═════ Passage to read

Sacre BLEU Score¶

Module Interface¶

class torchmetrics.text.SacreBLEUScore(n_gram=4, smooth=False, tokenize='13a', lowercase=False, weights=None, **kwargs)[source]¶

Calculate BLEU score of machine translated text with one or more references.

This implementation follows the behaviour of SacreBLEU. The SacreBLEU implementation differs from the NLTK BLEU implementation in tokenization techniques.

As input to forward and update the metric accepts the following input:

preds (Sequence): An iterable of machine translated corpus
target (Sequence): An iterable of iterables of reference corpus

As output of forward and compute the metric returns the following output:

sacre_bleu (Tensor): A tensor with the SacreBLEU Score

Note

In the original SacreBLEU, references are passed as a list of reference sets (grouped by reference index). In TorchMetrics, references are passed grouped per prediction (each prediction has its own list of references).

For example:

# Predictions
preds = ['The dog bit the man.', "It wasn't surprising.", 'The man had just bitten him.']

# Original SacreBLEU:
refs = [
    ['The dog bit the man.', 'It was not unexpected.', 'The man bit him first.'], # First set
    ['The dog had bit the man.', 'No one was surprised.', 'The man had bitten the dog.'], # Second set
]

# TorchMetrics SacreBLEU:
target = [
    ['The dog bit the man.', 'The dog had bit the man.'], # References for first prediction
    ['It was not unexpected.', 'No one was surprised.'], # References for second prediction
    ['The man bit him first.', 'The man had bitten the dog.'], # References for third prediction
]

Parameters:

n_gram¶ (int) – Gram value ranged from 1 to 4
smooth¶ (bool) – Whether to apply smoothing, see SacreBLEU
tokenize¶ (Literal['none', '13a', 'zh', 'intl', 'char', 'ja-mecab', 'ko-mecab', 'flores101', 'flores200']) – Tokenization technique to be used. Choose between 'none', '13a', 'zh', 'intl', 'char', 'ja-mecab', 'ko-mecab', 'flores101' and 'flores200'.
lowercase¶ (bool) – If True, BLEU score over lowercased text is calculated.
kwargs¶ (Any) – Additional keyword arguments, see Advanced metric settings for more info.
weights¶ (Optional[Sequence[float]]) – Weights used for unigrams, bigrams, etc. to calculate BLEU score. If not provided, uniform weights are used.

══════════
═════ Dataset content

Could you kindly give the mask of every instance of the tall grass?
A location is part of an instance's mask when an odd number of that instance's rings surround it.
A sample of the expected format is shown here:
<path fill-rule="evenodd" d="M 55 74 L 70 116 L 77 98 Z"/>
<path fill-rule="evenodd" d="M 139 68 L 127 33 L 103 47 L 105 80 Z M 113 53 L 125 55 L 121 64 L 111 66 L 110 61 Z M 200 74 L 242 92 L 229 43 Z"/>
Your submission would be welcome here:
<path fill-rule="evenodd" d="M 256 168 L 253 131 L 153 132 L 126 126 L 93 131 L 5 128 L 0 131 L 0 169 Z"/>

══════════

▸ **Work to complete**:
1 - Using the Sacre BLEU Score documentation above the entries, mark each statement yes or no if it agrees with that documentation, and quote the words that decide it: (a) TorchMetrics groups references per prediction; (b) the default tokenization technique is 'intl'; (c) if no weights are given, uniform weights are used.
2 - Extend the Sacre BLEU Score documentation above the entries, starting after its final line.

▸ **Task-by-task results**:
1 -
(a) Yes: "In TorchMetrics, references are passed grouped per prediction (each prediction has its own list of references)."
(b) No: "tokenize='13a'"
(c) Yes: "If not provided, uniform weights are used."

2 -
Raises:

ValueError – If tokenize not one of ‘none’, ‘13a’, ‘zh’, ‘intl’ or ‘char’
ValueError – If tokenize is set to ‘intl’ and regex is not installed
ValueError – If a length of a list of weights is not None and not equal to n_gram.

Example

>>> from torchmetrics.text import SacreBLEUScore
>>> preds = ['the cat is on the mat']
>>> target = [['there is a cat on the mat', 'a cat is on the mat']]
>>> sacre_bleu = SacreBLEUScore()
>>> sacre_bleu(preds, target)
tensor(0.7598)

Additional References:

Automatic Evaluation of Machine Translation Quality Using Longest Common Subsequence and Skip-Bigram Statistics by Chin-Yew Lin and Franz Josef Och Machine Translation Evolution

plot(val=None, ax=None)[source]¶

Plot a single or multiple values from the metric.

Parameters:

val¶ (Union[Tensor, Sequence[Tensor], None]) – Either a single result from calling metric.forward or metric.compute or a list of these results. If no value is provided, will automatically call metric.compute and plot that result.
ax¶ (Optional[Axes]) – An matplotlib axis object. If provided will add plot to that axis

Return type:

tuple[Figure, Union[Axes, ndarray]]

Returns:

Figure and Axes object

Raises:

ModuleNotFoundError – If matplotlib is not installed

>>> # Example plotting a single value
>>> from torchmetrics.text import SacreBLEUScore
>>> metric = SacreBLEUScore()
>>> preds = ['the cat is on the mat']
>>> target = [['there is a cat on the mat', 'a cat is on the mat']]
>>> metric.update(preds, target)
>>> fig_, ax_ = metric.plot()

>>> # Example plotting multiple values
>>> from torchmetrics.text import SacreBLEUScore
>>> metric = SacreBLEUScore()
>>> preds = ['the cat is on the mat']
>>> target = [['there is a cat on the mat', 'a cat is on the mat']]
>>> values = [ ]
>>> for _ in range(10):
...     values.append(metric(preds, target))
>>> fig_, ax_ = metric.plot(values)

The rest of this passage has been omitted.